**WRITTEN TASK:**
Find every line below that holds the word "fixture" and copy each one out.

Rows from a pointing dataset
***

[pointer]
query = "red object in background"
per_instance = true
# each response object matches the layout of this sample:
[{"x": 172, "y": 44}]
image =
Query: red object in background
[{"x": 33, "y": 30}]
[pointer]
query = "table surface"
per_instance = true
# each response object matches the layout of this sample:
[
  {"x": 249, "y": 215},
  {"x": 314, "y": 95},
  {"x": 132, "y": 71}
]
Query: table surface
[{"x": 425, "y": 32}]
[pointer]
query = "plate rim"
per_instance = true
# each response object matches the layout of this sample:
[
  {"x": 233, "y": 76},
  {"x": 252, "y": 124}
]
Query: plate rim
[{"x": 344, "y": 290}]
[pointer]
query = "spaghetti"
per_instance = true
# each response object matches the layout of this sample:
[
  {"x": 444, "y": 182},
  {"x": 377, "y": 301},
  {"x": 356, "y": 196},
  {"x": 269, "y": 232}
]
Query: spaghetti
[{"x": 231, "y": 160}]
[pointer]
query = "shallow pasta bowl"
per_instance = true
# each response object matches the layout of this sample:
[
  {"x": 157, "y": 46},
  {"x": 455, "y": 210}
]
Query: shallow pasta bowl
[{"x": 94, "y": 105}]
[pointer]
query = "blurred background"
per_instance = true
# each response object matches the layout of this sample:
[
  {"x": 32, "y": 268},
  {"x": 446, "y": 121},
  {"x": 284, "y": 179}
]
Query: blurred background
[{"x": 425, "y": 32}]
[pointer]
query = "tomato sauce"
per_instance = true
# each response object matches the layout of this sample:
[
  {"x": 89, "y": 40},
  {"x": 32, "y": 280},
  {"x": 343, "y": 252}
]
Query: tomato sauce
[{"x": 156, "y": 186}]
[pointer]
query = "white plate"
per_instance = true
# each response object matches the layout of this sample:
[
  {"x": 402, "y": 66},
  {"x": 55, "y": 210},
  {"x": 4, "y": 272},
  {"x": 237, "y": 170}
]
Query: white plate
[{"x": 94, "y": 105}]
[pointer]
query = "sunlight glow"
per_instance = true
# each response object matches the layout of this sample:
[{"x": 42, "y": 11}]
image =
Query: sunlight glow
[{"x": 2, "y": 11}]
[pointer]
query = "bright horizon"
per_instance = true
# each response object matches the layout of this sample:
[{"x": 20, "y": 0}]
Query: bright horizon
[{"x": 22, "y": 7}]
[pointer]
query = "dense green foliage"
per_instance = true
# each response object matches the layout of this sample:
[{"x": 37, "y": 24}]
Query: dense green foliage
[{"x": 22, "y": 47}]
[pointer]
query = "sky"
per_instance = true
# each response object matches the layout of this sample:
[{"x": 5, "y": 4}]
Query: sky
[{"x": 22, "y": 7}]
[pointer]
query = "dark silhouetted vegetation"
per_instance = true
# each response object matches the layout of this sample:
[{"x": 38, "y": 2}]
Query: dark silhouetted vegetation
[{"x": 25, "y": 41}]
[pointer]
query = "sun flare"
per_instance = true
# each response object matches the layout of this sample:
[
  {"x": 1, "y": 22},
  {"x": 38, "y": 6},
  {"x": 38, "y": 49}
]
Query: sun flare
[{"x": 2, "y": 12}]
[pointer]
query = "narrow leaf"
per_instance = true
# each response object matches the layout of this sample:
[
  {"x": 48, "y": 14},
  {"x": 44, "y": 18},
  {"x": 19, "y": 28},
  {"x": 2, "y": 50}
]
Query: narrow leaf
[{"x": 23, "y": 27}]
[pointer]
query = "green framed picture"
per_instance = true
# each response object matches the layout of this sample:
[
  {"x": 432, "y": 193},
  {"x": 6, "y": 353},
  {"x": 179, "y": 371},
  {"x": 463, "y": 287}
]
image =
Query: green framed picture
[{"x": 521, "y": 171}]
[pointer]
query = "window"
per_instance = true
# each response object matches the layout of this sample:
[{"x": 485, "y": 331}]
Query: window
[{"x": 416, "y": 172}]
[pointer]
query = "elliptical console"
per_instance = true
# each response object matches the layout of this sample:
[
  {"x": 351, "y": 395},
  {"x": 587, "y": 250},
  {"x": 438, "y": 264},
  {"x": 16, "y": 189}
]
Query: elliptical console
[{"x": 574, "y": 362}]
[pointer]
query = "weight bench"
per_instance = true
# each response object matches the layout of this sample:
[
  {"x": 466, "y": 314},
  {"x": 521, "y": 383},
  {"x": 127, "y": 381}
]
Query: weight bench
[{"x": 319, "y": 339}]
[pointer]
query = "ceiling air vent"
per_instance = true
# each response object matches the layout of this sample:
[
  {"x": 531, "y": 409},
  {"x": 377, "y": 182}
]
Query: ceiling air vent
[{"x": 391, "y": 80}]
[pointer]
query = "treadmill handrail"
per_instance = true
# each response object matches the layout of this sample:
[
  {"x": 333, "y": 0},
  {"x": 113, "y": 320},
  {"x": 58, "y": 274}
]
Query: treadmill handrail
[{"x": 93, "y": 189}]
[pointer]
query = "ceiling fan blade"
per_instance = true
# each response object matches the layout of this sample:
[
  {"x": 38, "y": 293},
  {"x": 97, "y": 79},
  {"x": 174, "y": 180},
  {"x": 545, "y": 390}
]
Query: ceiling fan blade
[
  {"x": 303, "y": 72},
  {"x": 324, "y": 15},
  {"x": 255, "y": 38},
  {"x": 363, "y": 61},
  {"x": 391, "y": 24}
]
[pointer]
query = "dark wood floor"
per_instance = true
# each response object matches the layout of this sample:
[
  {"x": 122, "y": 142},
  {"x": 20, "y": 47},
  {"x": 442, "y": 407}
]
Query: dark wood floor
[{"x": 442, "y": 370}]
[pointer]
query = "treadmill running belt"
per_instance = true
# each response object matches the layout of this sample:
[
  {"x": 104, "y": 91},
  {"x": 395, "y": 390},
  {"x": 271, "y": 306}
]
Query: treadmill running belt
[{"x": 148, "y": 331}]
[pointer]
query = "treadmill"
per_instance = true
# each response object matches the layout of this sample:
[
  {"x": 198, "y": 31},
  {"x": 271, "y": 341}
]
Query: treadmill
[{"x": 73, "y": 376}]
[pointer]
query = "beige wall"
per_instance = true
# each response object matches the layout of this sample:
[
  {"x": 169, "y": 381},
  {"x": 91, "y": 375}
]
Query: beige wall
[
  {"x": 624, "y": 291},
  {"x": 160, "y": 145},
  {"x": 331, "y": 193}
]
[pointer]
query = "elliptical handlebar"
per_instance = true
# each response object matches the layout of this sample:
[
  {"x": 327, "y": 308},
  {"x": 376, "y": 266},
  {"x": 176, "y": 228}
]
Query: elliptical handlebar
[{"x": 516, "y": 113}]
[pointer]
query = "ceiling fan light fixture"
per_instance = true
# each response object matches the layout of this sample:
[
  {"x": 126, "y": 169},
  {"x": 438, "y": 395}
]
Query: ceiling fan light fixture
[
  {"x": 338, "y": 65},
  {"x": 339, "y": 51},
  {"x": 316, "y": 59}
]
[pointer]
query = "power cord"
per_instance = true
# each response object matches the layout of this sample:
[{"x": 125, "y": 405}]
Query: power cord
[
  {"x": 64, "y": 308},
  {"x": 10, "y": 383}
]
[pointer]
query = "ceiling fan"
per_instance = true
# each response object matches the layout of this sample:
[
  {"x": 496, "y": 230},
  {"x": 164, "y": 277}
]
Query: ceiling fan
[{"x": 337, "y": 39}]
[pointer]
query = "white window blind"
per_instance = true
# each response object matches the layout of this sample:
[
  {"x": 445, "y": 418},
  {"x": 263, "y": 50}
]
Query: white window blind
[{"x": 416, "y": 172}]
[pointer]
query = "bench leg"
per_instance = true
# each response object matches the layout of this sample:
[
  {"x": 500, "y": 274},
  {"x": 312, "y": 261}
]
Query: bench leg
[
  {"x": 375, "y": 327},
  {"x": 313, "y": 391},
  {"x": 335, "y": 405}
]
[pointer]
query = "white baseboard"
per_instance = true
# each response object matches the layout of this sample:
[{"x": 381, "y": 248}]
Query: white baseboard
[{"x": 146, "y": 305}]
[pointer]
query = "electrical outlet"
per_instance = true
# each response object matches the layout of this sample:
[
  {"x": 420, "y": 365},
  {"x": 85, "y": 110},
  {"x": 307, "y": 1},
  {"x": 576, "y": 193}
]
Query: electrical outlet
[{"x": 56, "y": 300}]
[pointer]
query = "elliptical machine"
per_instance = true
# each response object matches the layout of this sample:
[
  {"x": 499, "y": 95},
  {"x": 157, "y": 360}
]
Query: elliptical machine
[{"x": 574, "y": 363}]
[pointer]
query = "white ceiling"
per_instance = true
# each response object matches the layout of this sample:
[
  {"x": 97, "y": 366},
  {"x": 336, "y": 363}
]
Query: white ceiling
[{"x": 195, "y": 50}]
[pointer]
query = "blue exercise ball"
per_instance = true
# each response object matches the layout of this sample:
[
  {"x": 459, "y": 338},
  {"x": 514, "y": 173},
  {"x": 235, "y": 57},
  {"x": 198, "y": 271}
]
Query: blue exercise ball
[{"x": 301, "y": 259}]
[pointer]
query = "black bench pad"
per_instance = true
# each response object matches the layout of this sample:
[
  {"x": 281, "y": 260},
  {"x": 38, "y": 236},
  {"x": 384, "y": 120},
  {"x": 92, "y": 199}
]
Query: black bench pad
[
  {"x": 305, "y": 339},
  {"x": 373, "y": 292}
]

***

**WORKED SOLUTION:**
query = "ceiling fan light fixture"
Query: ceiling fan light fixture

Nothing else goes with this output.